Directions for this task: Write out the entries again exactly as they are given.

>>>>

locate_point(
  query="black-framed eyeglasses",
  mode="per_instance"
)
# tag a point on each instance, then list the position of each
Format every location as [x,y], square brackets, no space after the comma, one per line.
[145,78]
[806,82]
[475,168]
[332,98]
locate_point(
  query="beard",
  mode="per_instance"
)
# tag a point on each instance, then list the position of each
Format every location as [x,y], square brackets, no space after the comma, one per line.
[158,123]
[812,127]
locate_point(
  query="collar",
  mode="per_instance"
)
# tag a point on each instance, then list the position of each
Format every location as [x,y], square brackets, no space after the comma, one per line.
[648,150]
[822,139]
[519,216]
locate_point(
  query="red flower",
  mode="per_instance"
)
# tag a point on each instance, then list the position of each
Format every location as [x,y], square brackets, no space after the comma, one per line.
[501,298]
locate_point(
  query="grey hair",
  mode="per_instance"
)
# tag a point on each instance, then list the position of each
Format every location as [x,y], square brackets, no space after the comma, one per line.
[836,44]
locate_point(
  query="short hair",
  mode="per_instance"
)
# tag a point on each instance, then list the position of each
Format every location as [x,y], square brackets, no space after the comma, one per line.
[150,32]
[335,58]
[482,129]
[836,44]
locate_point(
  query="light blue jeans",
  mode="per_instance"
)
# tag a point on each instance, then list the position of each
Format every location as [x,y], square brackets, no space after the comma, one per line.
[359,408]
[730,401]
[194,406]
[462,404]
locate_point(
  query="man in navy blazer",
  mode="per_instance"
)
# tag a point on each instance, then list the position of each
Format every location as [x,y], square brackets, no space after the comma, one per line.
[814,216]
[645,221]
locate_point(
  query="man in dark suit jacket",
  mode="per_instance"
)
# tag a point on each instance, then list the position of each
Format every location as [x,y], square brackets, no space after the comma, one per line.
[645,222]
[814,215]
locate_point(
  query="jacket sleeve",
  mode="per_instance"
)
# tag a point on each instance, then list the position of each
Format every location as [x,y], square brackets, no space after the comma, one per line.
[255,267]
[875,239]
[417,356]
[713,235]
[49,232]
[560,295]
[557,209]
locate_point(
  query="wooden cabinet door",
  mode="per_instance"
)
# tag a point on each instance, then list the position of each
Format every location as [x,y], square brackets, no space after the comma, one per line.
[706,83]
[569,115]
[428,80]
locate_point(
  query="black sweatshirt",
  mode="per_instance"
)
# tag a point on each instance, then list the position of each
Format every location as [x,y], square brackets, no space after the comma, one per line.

<<<<

Exercise output:
locate_point(
  query="black-framed eyeglasses",
  mode="per_instance"
)
# tag a point on each instance, then list the position of each
Format every location as [x,y], square brackets, no space after the comma, one per line.
[145,78]
[806,82]
[475,168]
[332,98]
locate_point(
  query="beard",
  mode="per_instance"
)
# tag a point on each instance, then list the position of each
Format every location as [x,y], square brackets, no space after the comma, one per line.
[158,123]
[812,127]
locate_point(
  query="collar",
  mode="per_instance"
)
# tag a point on each instance, then list the position of each
Format every location as [x,y], square brackets, no space after the comma, one per line.
[648,150]
[822,139]
[519,216]
locate_point(
  query="red flower",
  mode="per_instance"
)
# tag a point on each instance, then list the position of each
Format every location as [x,y], square brackets, no space after the comma, one per line.
[501,298]
locate_point(
  query="grey hair",
  mode="per_instance"
)
# tag a point on each instance, then list the position of each
Format every location as [x,y], square brackets, no space after the comma, one per line.
[836,44]
locate_point(
  query="short hair",
  mode="per_instance"
)
# tag a point on each instance, then list the position of each
Format every location as [x,y], square brackets, no space after the comma, one per line.
[150,32]
[335,58]
[482,129]
[836,44]
locate_point(
  query="light blue jeans",
  mode="per_instance"
)
# tag a point on each instance, then list the position of each
Format every location as [x,y], square brackets, no space after the comma, one per line.
[359,408]
[730,401]
[194,406]
[462,404]
locate_point(
  query="man in navy blazer",
  mode="per_instance"
)
# tag a point on each instance, then list the position of each
Format every location as [x,y], square brackets, no space after the comma, one per line.
[814,216]
[645,221]
locate_point(
  query="man in dark suit jacket",
  mode="per_instance"
)
# tag a point on each instance, then list the position of each
Format every location as [x,y], square brackets, no space after the comma, one per line.
[645,222]
[814,215]
locate_point(
  query="jacket sleeve",
  mode="per_instance"
)
# tag a point on each instance, then list the position of each
Format every location as [x,y], square brackets, no space after the comma, one per line.
[255,267]
[875,239]
[417,356]
[713,235]
[49,232]
[560,295]
[557,209]
locate_point(
  query="wooden cabinet door",
  mode="per_instance"
)
# tag a point on each instance, then list the position of each
Format every location as [x,y], square brackets, no space after the comma, one per line.
[706,83]
[569,115]
[428,80]
locate_point(
  query="black sweatshirt",
  mode="per_instance"
)
# tag a point on each instance, then list the position of each
Format every location as [x,y], square brackets, no space after the comma, one per line.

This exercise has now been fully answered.